__PROBLEM TO WORK ON__
Pick out every line of the rows below that contains the string "tree" and copy each one.

__RECORDS FOR THIS TASK__
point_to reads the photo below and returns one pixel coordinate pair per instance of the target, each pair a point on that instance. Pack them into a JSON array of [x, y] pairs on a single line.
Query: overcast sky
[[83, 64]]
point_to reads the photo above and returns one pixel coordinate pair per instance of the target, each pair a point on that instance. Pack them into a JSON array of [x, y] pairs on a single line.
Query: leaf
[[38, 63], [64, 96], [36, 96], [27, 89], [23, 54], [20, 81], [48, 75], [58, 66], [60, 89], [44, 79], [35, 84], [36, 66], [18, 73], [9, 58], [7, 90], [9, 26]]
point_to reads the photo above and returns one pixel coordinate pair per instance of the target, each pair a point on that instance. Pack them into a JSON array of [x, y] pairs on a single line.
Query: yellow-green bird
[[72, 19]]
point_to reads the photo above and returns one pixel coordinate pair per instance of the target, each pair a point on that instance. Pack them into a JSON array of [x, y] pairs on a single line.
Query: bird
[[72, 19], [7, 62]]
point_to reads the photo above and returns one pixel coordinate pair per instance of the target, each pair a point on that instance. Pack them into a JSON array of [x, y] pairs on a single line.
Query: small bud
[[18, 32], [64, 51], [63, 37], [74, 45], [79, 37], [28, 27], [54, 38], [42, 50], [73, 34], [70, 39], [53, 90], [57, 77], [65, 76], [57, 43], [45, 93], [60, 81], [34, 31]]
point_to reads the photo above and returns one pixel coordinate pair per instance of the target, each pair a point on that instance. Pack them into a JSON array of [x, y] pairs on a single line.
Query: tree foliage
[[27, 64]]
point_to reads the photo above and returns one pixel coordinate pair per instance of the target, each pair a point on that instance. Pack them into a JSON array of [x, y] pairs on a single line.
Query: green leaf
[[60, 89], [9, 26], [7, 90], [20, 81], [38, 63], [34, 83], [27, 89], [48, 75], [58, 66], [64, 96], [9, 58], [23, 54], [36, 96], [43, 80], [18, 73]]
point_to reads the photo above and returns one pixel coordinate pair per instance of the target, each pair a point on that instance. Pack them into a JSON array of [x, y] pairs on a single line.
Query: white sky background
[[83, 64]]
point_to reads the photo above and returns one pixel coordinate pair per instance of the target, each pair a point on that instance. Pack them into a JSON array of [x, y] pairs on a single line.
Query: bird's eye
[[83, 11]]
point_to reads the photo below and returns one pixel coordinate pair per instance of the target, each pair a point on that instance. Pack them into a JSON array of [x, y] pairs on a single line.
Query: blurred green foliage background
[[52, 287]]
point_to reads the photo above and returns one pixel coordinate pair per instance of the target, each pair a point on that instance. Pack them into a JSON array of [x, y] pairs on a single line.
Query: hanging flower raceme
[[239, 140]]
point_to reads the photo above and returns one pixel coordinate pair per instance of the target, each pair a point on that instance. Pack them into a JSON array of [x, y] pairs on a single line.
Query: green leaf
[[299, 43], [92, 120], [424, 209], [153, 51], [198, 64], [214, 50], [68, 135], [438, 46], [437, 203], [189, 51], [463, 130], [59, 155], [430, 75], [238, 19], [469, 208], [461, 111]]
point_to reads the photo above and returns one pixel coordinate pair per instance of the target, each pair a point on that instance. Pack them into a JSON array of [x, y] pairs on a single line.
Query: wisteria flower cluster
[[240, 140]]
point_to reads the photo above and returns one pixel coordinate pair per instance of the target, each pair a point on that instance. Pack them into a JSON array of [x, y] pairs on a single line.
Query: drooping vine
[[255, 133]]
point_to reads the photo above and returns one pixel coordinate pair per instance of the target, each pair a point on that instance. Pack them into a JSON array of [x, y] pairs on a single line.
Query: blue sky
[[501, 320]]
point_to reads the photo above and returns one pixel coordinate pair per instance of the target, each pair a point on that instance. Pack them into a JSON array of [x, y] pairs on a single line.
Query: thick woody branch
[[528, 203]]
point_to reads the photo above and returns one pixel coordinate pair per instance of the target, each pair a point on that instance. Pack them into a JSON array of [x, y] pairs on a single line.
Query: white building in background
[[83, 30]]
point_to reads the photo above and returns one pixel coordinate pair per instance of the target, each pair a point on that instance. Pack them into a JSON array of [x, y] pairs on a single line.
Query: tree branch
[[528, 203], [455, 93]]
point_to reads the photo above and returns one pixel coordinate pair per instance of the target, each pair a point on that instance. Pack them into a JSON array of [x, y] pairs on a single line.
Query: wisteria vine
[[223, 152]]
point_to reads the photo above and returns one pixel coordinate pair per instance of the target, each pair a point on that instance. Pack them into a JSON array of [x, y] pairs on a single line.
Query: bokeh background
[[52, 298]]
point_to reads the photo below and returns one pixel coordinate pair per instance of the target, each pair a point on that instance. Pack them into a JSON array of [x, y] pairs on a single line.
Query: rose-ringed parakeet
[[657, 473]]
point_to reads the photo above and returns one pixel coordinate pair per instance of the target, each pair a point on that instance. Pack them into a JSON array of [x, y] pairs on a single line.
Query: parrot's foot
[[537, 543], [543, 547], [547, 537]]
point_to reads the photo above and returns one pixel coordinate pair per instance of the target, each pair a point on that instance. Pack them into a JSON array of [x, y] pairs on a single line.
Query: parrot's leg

__TASK RESULT__
Query: tree foliage
Query: tree branch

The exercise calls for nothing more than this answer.